Excerpted passage →
** START **
If this isn’t an option, there are many other cost-effective methods of physical and public transport to get you around at a much cheaper price than a taxi.
Mr Merry said: “Many cities also offer bike rentals with pick-up and drop-off locations dotted around the city, which is a quicker option than walking.
“But if travelling on foot or bike isn’t an option, then always opt for public transport.
“The majority of cities have great public transport options such as trains, buses and metros or subways.”
By putting your current location and desired location into Google maps and hitting the public transport button, it’ll direct you on how to reach the appropriate bus terminal by foot and outline exactly what bus you should take and where to get off.
The expert added: “Although hailing a taxi is quicker and more convenient, you will end up paying a lot more and if need to book an airport transfer, make sure you do these well in advance to avoid having to pay the high prices on the day.”
Don’t splurge on tourist or travel passes
Before splurging out on tourist or travel passes, always calculate whether they will actually be worthwhile.
** END **
Given request A → In the records, rewrite the lines from the line with "the brown stem" up to and including the line with "Query: brown stem", changing "brown stem" to "woody stem" and leaving everything else untouched.

Data extract →
** START **
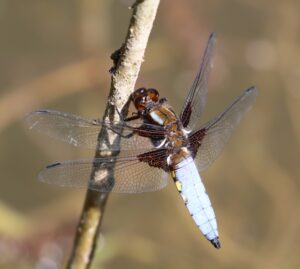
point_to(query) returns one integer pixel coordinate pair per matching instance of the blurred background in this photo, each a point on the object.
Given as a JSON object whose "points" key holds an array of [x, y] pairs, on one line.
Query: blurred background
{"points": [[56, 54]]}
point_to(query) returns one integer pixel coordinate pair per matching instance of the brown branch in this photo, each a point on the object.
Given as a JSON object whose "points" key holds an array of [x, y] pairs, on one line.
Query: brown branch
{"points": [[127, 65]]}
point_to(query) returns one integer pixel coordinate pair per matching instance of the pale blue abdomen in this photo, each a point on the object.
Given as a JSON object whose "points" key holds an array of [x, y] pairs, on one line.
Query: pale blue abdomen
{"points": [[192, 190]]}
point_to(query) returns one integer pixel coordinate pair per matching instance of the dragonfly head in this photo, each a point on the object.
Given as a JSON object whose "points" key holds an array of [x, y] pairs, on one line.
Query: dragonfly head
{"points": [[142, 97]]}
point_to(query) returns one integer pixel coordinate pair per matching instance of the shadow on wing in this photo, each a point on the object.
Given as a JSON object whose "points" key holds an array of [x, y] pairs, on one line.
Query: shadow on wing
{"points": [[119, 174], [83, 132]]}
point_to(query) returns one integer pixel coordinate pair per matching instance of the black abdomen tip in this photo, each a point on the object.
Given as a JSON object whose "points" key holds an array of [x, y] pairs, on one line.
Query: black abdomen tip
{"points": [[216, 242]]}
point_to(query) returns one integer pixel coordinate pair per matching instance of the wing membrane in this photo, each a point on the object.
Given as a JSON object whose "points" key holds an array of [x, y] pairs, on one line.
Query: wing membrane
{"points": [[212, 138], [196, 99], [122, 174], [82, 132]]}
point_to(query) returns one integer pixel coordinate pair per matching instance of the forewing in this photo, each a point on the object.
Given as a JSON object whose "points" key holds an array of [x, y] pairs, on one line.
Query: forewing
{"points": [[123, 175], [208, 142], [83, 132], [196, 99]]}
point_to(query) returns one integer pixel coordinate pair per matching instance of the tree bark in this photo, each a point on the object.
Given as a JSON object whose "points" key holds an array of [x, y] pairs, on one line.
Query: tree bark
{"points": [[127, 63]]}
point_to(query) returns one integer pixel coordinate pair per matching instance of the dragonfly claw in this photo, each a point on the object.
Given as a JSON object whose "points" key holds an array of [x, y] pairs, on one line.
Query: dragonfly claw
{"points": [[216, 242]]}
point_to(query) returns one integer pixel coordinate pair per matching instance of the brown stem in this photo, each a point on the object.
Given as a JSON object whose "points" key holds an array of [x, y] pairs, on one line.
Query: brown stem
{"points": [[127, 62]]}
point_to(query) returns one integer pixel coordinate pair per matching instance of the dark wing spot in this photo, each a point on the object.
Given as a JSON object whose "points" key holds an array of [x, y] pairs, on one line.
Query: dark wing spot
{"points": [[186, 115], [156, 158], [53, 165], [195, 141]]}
** END **
** START **
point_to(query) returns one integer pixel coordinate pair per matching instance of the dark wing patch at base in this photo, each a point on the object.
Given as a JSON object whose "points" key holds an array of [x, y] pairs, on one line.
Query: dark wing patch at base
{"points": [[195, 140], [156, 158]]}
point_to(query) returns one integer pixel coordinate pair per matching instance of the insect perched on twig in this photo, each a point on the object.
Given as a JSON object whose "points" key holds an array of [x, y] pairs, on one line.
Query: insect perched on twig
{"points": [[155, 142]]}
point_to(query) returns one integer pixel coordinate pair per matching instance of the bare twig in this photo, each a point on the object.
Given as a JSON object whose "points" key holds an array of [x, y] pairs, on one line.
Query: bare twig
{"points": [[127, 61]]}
** END **
Given request B → Write the next part of the passage on cutting travel costs, picking up after its final sentence.

Exercise response A →
point_to(query) returns one integer pixel coordinate pair per matching instance of the woody stem in this photo, each a point on the object.
Given as a JSON object whose "points" key holds an array of [x, y] pairs, on one line.
Query: woody stem

Exercise response B →
Mr Merry said: “Try to plan a rough itinerary before travelling so you can see exactly how often you will need to hop on public transport or how much sightseeing you will realistically fit into your holiday, as you may not actually get your money’s worth.”
Don’t leave currency exchange until the last minute
Lastly, for those bringing cash, don’t leave your currency exchange until the last minute at the airport.
Although it might seem convenient, you’ll inevitably end up paying more for it.
Mr Merry said: “If your holiday is last-minute and you have no other choice but to use the airport currency exchange services, the majority of airports allow you to buy your currency online and pick it up once you’ve arrived.
“This can be done the night before you fly and will have a much better rate than in-person on the day.”